EXTRACTED RECORDS:
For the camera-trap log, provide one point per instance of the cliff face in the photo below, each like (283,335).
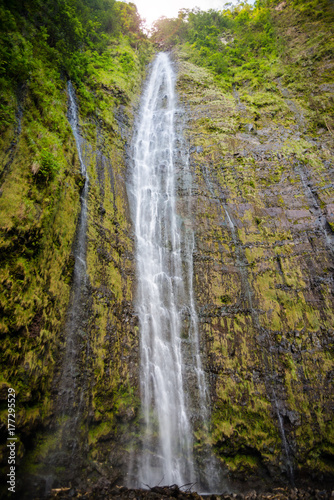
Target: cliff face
(263,266)
(263,210)
(69,344)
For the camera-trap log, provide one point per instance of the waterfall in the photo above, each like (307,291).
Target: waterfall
(170,363)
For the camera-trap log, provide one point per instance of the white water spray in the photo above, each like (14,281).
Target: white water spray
(170,361)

REQUIRED WORK: Starting at the line containing "each like (14,281)." and ending at the last line of the material, recast those lines as a Markdown table with the columns Row and Line. Number each line in the Row column and leave out any blank lines.

FINISHED ANSWER:
| Row | Line |
|---|---|
| 1 | For the camera-trap log, provide one point per instance of the white water spray in the photo above, each like (14,281). |
| 2 | Target: white water spray |
| 3 | (170,361) |